Activity » Copy the lines word for word. Begin at the line that contains "Where can you find the white" and end with the final line of the data.

***** Exercise inputs *****

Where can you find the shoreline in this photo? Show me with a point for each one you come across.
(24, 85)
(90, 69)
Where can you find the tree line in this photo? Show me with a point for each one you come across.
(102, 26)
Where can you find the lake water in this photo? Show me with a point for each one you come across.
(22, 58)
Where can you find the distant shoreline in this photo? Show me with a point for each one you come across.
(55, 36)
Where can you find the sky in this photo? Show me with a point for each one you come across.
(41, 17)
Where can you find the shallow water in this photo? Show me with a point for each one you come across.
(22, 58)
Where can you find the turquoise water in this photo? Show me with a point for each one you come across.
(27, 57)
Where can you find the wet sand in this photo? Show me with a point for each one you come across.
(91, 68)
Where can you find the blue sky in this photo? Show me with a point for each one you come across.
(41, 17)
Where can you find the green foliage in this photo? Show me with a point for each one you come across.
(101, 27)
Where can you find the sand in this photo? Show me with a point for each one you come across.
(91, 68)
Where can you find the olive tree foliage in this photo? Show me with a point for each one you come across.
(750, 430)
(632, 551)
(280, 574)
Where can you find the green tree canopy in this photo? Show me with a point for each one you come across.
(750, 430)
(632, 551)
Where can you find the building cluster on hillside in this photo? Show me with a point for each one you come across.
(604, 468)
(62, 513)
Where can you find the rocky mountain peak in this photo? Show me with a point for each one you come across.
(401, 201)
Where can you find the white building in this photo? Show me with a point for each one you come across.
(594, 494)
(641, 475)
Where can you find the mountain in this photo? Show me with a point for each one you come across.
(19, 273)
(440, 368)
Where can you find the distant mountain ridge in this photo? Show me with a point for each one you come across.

*****

Written answer »
Where can you find the white building in this photo? Show me with a point for each one you come across.
(594, 494)
(641, 475)
Where can you find the mountain in this photo? Show me with a point for each one you come across.
(19, 273)
(440, 368)
Where can you find the distant mountain ridge in this photo? Show me with a point for each one you come across.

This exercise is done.